Your task | Please write out the material that follows, exactly as it stands.

Collection entries
● ● ● ●

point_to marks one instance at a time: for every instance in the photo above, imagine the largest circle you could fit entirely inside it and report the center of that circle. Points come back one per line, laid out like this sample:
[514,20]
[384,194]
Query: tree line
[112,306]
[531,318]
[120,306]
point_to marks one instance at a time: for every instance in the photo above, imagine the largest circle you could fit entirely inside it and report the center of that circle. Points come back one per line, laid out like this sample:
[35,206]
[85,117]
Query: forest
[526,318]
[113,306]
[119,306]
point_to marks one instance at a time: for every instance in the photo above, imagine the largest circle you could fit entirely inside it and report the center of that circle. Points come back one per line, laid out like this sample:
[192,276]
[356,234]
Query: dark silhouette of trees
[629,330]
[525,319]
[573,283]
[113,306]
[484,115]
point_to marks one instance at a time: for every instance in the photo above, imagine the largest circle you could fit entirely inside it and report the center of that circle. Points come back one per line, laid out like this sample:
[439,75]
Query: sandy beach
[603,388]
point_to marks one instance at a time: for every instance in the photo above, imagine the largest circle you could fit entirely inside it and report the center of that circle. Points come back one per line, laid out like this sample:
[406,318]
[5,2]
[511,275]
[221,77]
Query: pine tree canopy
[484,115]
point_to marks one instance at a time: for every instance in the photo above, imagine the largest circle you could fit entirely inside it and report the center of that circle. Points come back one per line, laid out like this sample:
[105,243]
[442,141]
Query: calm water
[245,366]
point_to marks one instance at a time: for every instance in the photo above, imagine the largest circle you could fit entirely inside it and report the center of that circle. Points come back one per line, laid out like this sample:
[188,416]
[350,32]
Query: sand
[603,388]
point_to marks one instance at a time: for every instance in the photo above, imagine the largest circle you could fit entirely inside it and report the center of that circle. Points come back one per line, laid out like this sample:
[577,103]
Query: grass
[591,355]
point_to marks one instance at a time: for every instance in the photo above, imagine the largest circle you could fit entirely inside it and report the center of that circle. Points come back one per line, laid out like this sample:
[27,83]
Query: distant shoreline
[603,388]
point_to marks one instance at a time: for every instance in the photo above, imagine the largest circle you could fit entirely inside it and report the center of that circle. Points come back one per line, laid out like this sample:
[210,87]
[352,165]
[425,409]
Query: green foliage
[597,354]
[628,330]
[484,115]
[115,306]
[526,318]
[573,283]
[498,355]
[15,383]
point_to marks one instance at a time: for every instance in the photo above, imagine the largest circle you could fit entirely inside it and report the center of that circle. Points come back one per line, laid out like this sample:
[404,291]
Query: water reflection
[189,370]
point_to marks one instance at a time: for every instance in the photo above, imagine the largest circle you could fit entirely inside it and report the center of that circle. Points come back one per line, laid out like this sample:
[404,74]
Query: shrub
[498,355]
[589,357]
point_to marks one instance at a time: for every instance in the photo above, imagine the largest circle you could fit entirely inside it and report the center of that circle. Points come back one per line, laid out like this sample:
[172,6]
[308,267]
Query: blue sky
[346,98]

● ● ● ●

Written reply |
point_to marks one instance at a time: for every instance in the photo above, imagine the largest circle you could fit entirely inside it and report the center of that circle. Points come back one per line, laid out like this sample:
[514,20]
[384,194]
Query: tree line
[112,306]
[531,318]
[120,306]
point_to marks one instance at a time: for every instance in the photo above, imagine the largest circle you could fit entirely inside it and report the center of that circle. Points come back one per line, laid out like this sample:
[35,206]
[85,117]
Query: forest
[526,318]
[113,306]
[119,306]
point_to marks one instance at a time: for every instance in the photo above, imagine the largest circle you could fit entirely inside it and report the center of that circle. Points come back one per line, laid out like this sample:
[192,276]
[356,234]
Query: dark silhouette of trees
[629,330]
[525,319]
[573,283]
[113,306]
[484,115]
point_to marks one instance at a time: for every instance in the photo above, imagine the largest circle you could fit entirely inside it and report the center of that circle. Points come back one per line, laid out like this sample:
[439,75]
Query: sandy beach
[603,388]
point_to marks one instance at a time: for every instance in the photo above, imagine the largest circle you could fit entirely inside it and report the center of that circle. Points come back one per line, laid out like this sample:
[406,318]
[5,2]
[511,275]
[221,77]
Query: pine tree canopy
[484,115]
point_to marks one instance at a time: for every instance in the photo above, imagine the largest circle you could fit entirely inside it and report the center of that circle. Points come back one per line, laid out like this sample:
[105,243]
[442,141]
Query: calm water
[245,366]
point_to marks one instance at a time: for every instance in the photo above, imagine the largest circle you could fit entirely inside it and report the center of that circle. Points come back one per line, laid out like this sample:
[188,416]
[350,32]
Query: sand
[603,388]
point_to marks one instance at a time: for every instance in the photo above, imagine the largest circle you could fit entirely inside it and report the center of that circle. Points come back one per line, laid out like this sample:
[577,103]
Query: grass
[591,355]
point_to marks one instance at a time: for every instance in the photo above, imagine the largest circle you could fit entirely inside it and report the center of that circle. Points come back one per line, laid out like this sample:
[27,83]
Query: distant shoreline
[603,388]
point_to marks one instance at a time: for every instance in the photo above, imagine the largest circle you could fit entirely inside it and report the center of that circle. Points come back one per line, laid out like this sample:
[210,87]
[352,165]
[425,409]
Query: green foliage
[597,354]
[628,330]
[484,115]
[115,306]
[526,318]
[573,283]
[498,355]
[15,383]
point_to marks one instance at a time: for every instance in the photo above, imagine the largest circle you could fit entirely inside it and report the center of that circle. Points come back one per line, laid out like this sample:
[404,291]
Query: water reflection
[189,370]
point_to marks one instance at a time: for every instance in the photo above, imagine the largest circle you could fit entirely inside it and report the center of that circle. Points come back one per line, laid out like this sample:
[404,74]
Query: shrub
[498,355]
[589,357]
point_to marks one instance at a time: for every instance in the photo above, imagine the largest circle you could fit entirely inside it and report the center of that circle. Points come back one per line, laid out like this sample:
[172,6]
[308,267]
Query: blue sky
[346,98]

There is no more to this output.